[Items from a data source]
* * * *
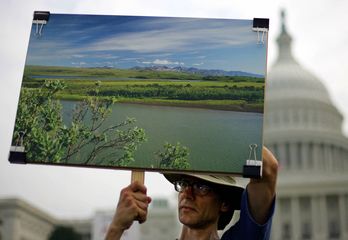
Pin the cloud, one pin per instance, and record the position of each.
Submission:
(178, 35)
(163, 62)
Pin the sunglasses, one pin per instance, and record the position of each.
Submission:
(198, 188)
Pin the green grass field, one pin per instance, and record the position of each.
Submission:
(154, 87)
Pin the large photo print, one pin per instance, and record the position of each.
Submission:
(151, 93)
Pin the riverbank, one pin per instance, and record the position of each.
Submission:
(224, 105)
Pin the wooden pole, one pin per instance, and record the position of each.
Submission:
(138, 175)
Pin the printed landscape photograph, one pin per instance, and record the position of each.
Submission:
(151, 93)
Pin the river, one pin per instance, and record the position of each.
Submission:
(218, 141)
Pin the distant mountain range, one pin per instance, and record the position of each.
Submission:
(204, 72)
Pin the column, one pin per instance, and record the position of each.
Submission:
(295, 218)
(343, 219)
(293, 156)
(305, 155)
(316, 156)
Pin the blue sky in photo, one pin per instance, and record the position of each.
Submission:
(129, 41)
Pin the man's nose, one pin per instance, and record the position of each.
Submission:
(188, 192)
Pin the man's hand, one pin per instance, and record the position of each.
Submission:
(132, 205)
(261, 192)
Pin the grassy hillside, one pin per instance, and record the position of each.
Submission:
(154, 87)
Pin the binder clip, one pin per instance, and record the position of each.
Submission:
(261, 26)
(17, 152)
(40, 19)
(252, 167)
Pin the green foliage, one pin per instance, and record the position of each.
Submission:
(63, 232)
(174, 157)
(46, 138)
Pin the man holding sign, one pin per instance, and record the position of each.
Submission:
(206, 204)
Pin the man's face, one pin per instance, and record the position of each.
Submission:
(198, 211)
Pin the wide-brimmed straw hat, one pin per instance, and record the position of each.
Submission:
(226, 187)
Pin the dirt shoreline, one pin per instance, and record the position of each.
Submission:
(235, 108)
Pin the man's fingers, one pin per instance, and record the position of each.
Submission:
(138, 187)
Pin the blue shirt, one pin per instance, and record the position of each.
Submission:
(247, 228)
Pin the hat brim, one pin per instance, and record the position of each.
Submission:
(227, 183)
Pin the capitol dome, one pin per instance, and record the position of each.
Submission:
(299, 111)
(304, 131)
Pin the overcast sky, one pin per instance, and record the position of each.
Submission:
(320, 44)
(126, 42)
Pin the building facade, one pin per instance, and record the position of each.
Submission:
(20, 220)
(304, 130)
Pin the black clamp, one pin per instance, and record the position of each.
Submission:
(252, 167)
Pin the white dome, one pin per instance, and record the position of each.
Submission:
(302, 126)
(295, 98)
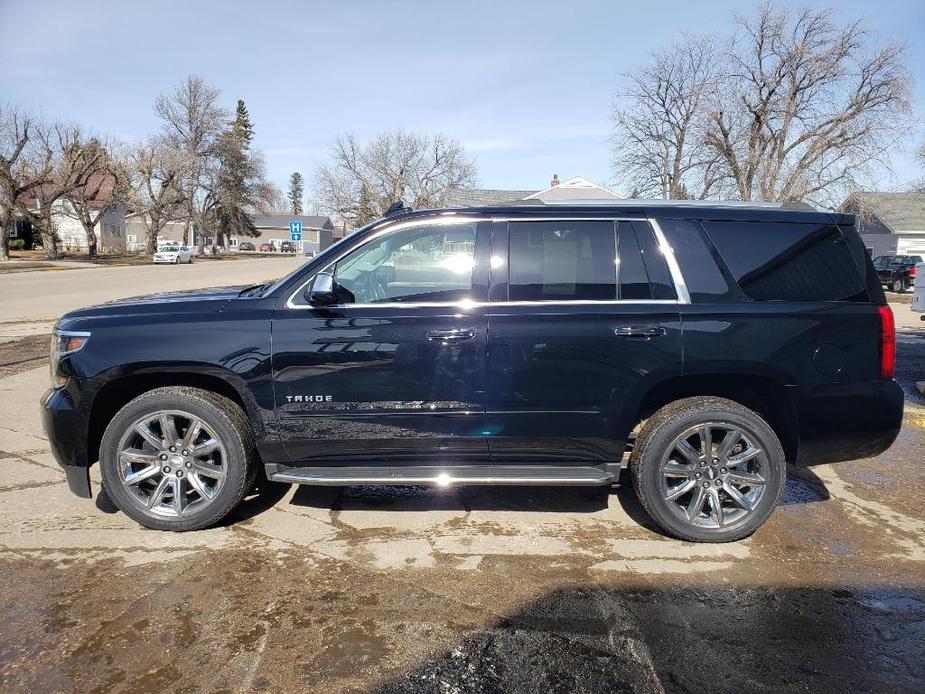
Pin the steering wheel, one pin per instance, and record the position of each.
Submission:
(376, 286)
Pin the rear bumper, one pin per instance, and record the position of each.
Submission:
(847, 421)
(63, 427)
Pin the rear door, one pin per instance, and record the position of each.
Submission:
(583, 318)
(394, 373)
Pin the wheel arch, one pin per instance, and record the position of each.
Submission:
(764, 395)
(119, 390)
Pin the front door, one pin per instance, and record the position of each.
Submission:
(577, 333)
(393, 373)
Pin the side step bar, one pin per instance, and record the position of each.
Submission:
(447, 476)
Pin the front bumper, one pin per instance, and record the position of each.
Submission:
(63, 427)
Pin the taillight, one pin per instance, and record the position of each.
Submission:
(887, 343)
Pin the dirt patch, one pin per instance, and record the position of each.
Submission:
(23, 354)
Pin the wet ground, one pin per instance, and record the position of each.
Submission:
(462, 590)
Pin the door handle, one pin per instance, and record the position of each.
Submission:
(450, 336)
(639, 331)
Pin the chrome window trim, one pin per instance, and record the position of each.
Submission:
(452, 219)
(680, 285)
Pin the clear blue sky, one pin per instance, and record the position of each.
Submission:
(526, 86)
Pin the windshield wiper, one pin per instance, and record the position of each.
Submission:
(255, 289)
* * * *
*Task details*:
Transcribe the listing in full and omit the pictures.

*Output for this exercise*:
Pin the cloud, one pin per instance, and record the position of each.
Submission:
(178, 35)
(163, 62)
Pin the sunglasses, one pin per instance, and record the position of each.
Submission:
(198, 188)
Pin the green grass field, one pin per instance, and record the position of each.
Submission:
(154, 87)
Pin the large photo print, one pin per instance, and record the position of each.
Submission:
(151, 93)
Pin the riverbank, one pin per instance, and record the position of each.
Submission:
(224, 105)
Pin the wooden pole, one pin per instance, and record the position of each.
Submission:
(138, 175)
Pin the printed landscape photograph, one pin per instance, and record the position of each.
Submission:
(151, 93)
Pin the river, one pin per instance, and record the position of each.
Submission:
(218, 141)
Pin the distant mountain range, one pin per instance, and record the position of each.
Submission:
(204, 72)
Pin the column, one pin per instance, and record the position of each.
Submission:
(295, 218)
(343, 219)
(293, 156)
(305, 155)
(316, 156)
Pin the blue sky in photo, one pin per instance, and record the position of each.
Submission:
(129, 41)
Pin the man's nose, one pin per instance, and record the position of each.
Submission:
(188, 192)
Pin the man's hand, one pin per instance, and record the position of each.
Submission:
(132, 205)
(261, 192)
Pin the grassy hillside, one pin per instance, and record the position of each.
Submission:
(154, 87)
Pin the binder clip, one pin per instance, and record the position of each.
Submission:
(261, 26)
(17, 152)
(40, 19)
(252, 167)
Pin the green foliage, one pin per instance, and record the position of each.
Submission:
(63, 232)
(174, 157)
(46, 138)
Pin the man holding sign, one pin per instance, and record the position of each.
Submission:
(206, 204)
Pin the man's face, one pin per instance, and record the position of each.
Submission:
(198, 211)
Pin the wide-brimmed straw hat, one pin per instance, and record the position of each.
Submission:
(226, 187)
Pin the dirt shoreline, one pin per instance, and record the position of each.
Submission:
(235, 108)
Pin the man's fingers, one pin per instance, and record the position of each.
Submission:
(138, 187)
Pin the blue shirt, one pin per instance, and record the position of each.
Submission:
(247, 228)
Pin the hat brim, one pin per instance, and record the position of each.
Submission:
(227, 183)
Pin the capitol dome, one pin per instance, and record the position of each.
Submission:
(299, 111)
(304, 131)
Pin the overcast sky, one pin per instance, and record the position of each.
Submission:
(320, 44)
(126, 42)
Pin the building facade, one pin per instance, and record the position of each.
Submission:
(20, 220)
(304, 130)
Pin the black clamp, one pin per instance, and record the position of each.
Submission:
(252, 167)
Pin the white dome, one pin per instance, and record the position of each.
Submission:
(302, 126)
(295, 98)
Pin the steering wheel, one pin per instance, and record the position of each.
Submission:
(376, 286)
Pin the rear bumper, one pin per instance, and record the position of each.
Submission:
(847, 421)
(63, 427)
Pin the rear door, one pin per instance, and record the position of each.
Submission:
(583, 318)
(394, 373)
Pin the wheel arch, one pin per instance, and record the position of each.
Submission:
(764, 395)
(119, 390)
Pin the front door, one pin per instance, and record the position of each.
Submission:
(577, 333)
(393, 373)
Pin the side step bar, one pin per instance, and record the position of each.
Submission:
(447, 476)
Pin the front bumper, one pin per instance, and record the position of each.
Submission:
(63, 427)
Pin the taillight, one pin per instance, and record the position of each.
Submission:
(887, 343)
Pin the dirt patch, one pin per instance, and record the position of each.
Submission:
(23, 354)
Pin the wet ground, one pin per instance, and record the position of each.
Submission:
(462, 590)
Pin the door handle, one pin per instance, and record the position of each.
Submission:
(450, 336)
(639, 331)
Pin the chrome window trim, one pin per instance, and record the position of each.
Submission:
(452, 219)
(680, 285)
Pin the clear blue sky, one pin per instance, and record the position of each.
Submission:
(526, 86)
Pin the windshield wiper, one pin per instance, and record the position of each.
Submission:
(255, 289)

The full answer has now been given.